(Object location annotation data)
--

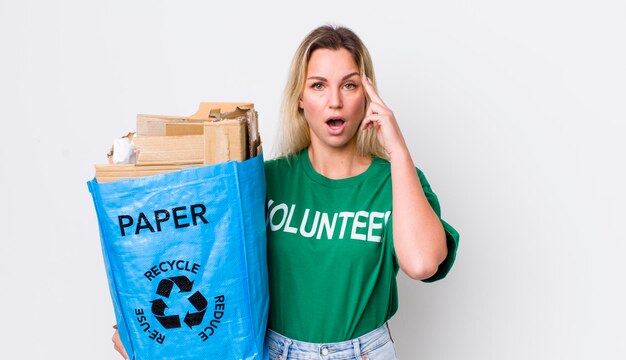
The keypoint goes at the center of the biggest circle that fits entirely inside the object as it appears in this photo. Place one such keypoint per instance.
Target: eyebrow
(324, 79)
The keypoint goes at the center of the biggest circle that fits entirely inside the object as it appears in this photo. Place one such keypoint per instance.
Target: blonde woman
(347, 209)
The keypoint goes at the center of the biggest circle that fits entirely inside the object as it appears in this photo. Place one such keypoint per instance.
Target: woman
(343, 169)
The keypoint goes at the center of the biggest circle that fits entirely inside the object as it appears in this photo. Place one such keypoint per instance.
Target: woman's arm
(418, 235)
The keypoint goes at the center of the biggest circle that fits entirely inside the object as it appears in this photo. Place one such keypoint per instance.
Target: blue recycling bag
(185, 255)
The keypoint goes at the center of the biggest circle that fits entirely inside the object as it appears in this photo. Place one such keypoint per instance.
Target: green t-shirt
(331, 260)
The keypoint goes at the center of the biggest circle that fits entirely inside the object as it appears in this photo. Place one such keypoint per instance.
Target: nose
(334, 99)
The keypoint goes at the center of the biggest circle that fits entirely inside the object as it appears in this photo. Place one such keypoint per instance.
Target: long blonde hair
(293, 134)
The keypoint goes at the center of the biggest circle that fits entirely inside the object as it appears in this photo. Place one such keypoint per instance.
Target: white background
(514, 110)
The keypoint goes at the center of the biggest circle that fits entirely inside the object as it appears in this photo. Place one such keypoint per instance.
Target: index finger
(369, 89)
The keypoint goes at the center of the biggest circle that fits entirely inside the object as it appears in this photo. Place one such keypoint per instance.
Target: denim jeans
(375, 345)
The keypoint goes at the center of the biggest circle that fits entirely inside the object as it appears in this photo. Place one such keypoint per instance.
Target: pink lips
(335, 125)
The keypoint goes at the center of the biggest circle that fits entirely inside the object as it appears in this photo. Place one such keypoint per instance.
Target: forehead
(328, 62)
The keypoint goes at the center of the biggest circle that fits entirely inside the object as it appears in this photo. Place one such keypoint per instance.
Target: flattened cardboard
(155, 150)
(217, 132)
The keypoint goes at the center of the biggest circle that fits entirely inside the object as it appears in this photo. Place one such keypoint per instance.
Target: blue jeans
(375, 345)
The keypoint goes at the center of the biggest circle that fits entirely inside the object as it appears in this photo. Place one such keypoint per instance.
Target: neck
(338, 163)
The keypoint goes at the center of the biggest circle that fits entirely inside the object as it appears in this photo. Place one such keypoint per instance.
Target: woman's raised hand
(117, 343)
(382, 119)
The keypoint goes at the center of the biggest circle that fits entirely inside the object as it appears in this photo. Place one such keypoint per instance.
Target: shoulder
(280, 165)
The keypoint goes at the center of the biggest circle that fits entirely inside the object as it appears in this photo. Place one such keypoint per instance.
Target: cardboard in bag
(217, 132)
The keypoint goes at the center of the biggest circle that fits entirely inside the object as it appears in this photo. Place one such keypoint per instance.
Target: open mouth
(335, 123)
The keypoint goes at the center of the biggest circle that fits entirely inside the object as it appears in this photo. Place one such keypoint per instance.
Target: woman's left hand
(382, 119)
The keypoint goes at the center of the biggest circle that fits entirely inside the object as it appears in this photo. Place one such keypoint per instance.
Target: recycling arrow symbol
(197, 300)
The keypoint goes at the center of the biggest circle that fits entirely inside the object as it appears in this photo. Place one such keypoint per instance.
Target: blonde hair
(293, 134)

--

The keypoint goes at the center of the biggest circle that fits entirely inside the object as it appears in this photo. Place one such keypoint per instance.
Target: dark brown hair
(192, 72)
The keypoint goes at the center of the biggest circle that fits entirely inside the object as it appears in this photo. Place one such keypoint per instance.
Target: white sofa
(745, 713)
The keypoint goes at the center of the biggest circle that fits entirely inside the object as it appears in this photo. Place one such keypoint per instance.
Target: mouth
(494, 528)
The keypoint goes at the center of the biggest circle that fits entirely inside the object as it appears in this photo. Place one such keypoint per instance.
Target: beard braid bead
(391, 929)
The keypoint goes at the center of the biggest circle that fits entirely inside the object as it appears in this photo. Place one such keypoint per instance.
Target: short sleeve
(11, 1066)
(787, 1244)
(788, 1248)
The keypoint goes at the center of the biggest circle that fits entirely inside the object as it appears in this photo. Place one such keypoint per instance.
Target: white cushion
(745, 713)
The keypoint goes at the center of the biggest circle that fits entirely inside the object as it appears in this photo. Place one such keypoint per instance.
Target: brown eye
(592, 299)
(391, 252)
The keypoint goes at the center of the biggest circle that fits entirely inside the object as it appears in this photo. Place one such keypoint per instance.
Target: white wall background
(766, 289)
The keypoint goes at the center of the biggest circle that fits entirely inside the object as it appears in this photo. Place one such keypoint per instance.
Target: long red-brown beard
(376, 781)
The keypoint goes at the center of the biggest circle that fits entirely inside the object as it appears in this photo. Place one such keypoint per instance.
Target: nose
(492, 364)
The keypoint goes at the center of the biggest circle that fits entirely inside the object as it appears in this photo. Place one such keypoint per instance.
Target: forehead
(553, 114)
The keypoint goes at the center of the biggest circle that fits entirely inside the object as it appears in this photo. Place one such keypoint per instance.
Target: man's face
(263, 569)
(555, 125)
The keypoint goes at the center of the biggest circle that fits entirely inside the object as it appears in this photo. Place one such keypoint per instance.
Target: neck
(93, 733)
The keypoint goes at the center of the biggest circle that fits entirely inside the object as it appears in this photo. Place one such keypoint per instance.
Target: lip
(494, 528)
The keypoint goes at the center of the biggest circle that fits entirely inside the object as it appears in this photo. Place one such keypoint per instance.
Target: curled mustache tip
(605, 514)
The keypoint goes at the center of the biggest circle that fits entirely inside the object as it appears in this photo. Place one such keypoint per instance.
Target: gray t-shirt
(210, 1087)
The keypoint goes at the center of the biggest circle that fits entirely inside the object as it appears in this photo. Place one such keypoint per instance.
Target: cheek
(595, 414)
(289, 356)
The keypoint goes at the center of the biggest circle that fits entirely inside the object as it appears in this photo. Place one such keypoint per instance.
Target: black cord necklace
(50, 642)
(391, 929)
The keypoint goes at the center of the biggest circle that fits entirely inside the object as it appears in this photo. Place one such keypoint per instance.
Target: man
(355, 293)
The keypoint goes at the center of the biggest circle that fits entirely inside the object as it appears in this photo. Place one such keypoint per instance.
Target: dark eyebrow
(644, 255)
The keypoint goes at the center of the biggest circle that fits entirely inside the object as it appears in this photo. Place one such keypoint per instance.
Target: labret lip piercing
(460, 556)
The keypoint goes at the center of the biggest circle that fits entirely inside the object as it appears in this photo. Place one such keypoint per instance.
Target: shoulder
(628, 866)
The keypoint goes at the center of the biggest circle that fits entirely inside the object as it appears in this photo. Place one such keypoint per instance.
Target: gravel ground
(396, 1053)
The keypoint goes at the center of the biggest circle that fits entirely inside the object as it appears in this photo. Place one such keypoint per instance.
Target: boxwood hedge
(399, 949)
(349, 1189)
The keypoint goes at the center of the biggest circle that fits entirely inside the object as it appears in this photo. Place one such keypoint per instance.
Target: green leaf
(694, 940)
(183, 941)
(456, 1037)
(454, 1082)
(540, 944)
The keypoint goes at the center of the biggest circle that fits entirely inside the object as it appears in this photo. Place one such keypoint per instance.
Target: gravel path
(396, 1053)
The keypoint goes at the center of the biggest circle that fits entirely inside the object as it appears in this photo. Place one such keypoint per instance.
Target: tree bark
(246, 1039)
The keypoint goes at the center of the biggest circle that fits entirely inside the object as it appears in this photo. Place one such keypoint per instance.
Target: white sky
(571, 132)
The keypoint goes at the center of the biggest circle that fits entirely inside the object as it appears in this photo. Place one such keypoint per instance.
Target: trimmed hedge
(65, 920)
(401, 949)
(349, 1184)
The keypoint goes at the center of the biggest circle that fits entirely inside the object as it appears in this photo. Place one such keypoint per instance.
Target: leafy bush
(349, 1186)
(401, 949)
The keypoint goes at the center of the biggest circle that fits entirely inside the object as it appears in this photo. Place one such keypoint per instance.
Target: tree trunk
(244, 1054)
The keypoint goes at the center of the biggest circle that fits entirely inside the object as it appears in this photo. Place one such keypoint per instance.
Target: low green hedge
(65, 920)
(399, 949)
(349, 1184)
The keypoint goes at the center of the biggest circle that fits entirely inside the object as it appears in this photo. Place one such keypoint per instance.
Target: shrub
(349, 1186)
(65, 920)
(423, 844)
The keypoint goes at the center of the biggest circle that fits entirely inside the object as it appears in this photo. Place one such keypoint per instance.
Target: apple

--

Copy out each line of the items above that contains the word "eyebrow".

Target: eyebrow
Target: dark eyebrow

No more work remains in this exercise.